━━━ ページ抜粋 ━━━

奴国王に光武帝が金印を与えたのは、伊都国まで船でやって来る華僑が求める列島の珍しい産品を、倭人が産地から持ってきて間違いなく取引させることのできる権威と権力がある大王だと認められたからであり、光武帝が華僑の商売を保証する倭国における領事の役割を奴国王に期待したからに他ならない(岡田英弘「日本史の誕生」弓立舎)。

その他須玖・岡本遺跡の南西側にある安徳台遺跡や朝倉市の約17ヘクタールの範囲に多重の環濠を設けた平塚川添遺跡や峯遺跡は奴国の拠点集落に食糧を供給する衛星集落だったと考えられる。福岡平野と筑紫平野の地名が大和の地名と位置関係まで一致することが見つかっている。これもまたヤマトの人々が古の奴国の時代を偲び命名したものだと分かるのだ。高天原は奴国だったのだ!

(2020.3.1 朝倉卑弥呼伝説より図差し替)


以上見たとおり、通説では奴国王は他の国の王と同等くらいと見られていたが、刮目天の仮説を検証すれば明らかに倭国内の他の地方首長・王らを束ねる権威と実力のある大王だったことが分かる。

━━━ 提供情報 ━━━

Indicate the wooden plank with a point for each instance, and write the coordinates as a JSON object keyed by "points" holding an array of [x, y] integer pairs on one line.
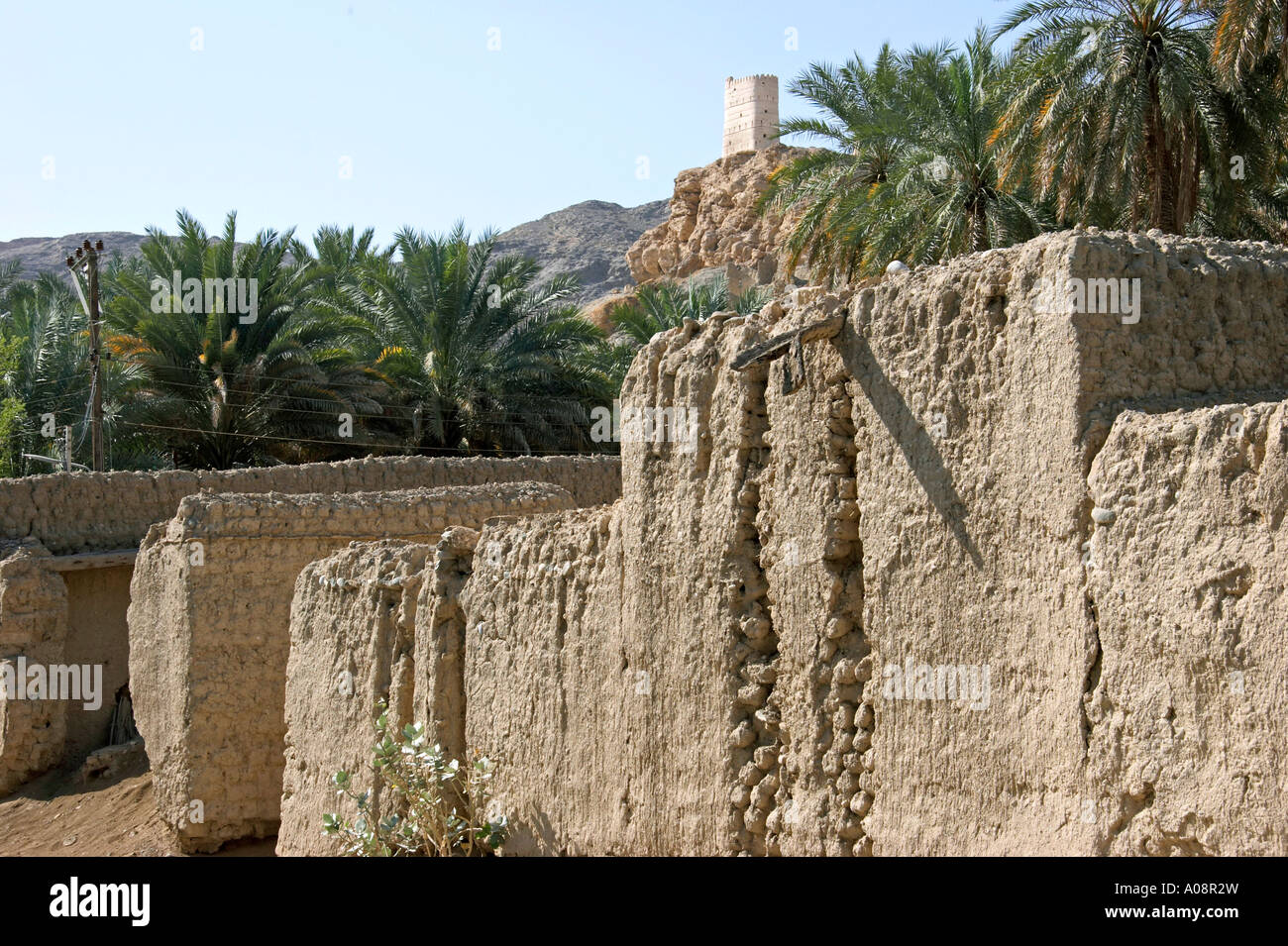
{"points": [[94, 560]]}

━━━

:: 作業の指示 ::
[A] 奴国王についての文章から、「奴国王に光武帝が金印を与えた」で始まり「(2020.3.1 朝倉卑弥呼伝説より図差し替)」で終わる部分を、一字も変えずに書き写してください。
[B] 奴国王についての文章を、最後の文のあとから書き継いでください。
一覧は使わなくてかまいません。

:: 想定回答 ::
[A]
奴国王に光武帝が金印を与えたのは、伊都国まで船でやって来る華僑が求める列島の珍しい産品を、倭人が産地から持ってきて間違いなく取引させることのできる権威と権力がある大王だと認められたからであり、光武帝が華僑の商売を保証する倭国における領事の役割を奴国王に期待したからに他ならない(岡田英弘「日本史の誕生」弓立舎)。

その他須玖・岡本遺跡の南西側にある安徳台遺跡や朝倉市の約17ヘクタールの範囲に多重の環濠を設けた平塚川添遺跡や峯遺跡は奴国の拠点集落に食糧を供給する衛星集落だったと考えられる。福岡平野と筑紫平野の地名が大和の地名と位置関係まで一致することが見つかっている。これもまたヤマトの人々が古の奴国の時代を偲び命名したものだと分かるのだ。高天原は奴国だったのだ!

(2020.3.1 朝倉卑弥呼伝説より図差し替)

[B]
弥生前期末か中期初頭、前4世紀に初代倭国王天御中主が早良平野の地を踏んでから、吉武遺跡群を拠点に対外交易で徐々に富と権力を蓄えて、57年に後漢から金印を貰うまでに発展し、最盛期を迎えた。そして第17代王伊弉諾尊が列島各地の産品を円滑に入手するために、日本海沿岸部などの流通を抑えていた縄文海人ムナカタ族の姫伊弉冉尊(イザナミ)と結婚し、本格的な異種文化の融合が始まったようだ。しかし、二人から生まれた、多分縄文系の風貌の第18代王素戔嗚尊(スサノヲ)が奴国の伝統祭祀を担う宮中楽師師升らと宗教対立を起こし、クーデターで殺されたと推理した。約400年続いた奴国大王が支配する倭国が消滅したのだ。

その後に奴国王族が纏向の地で再興したヤマト王権の成立までのすべての混乱の原因は、列島内の文明の衝突だったのだと思う(縄文文明と長江文明)。それまでは列島の中に諸民族が独自の文化を保持しつつ、縄文系の人々は長江文明の影響を受けながら発展させて生活していたが、この大混乱を経てようやく日本列島に江南の倭人系と縄文系が完全に混ざったヤマト民族日本人が誕生することになったのだと考えられる。その物語の始まりがイザナギ・イザナミの国生み神話なんだ( ^)o(^ )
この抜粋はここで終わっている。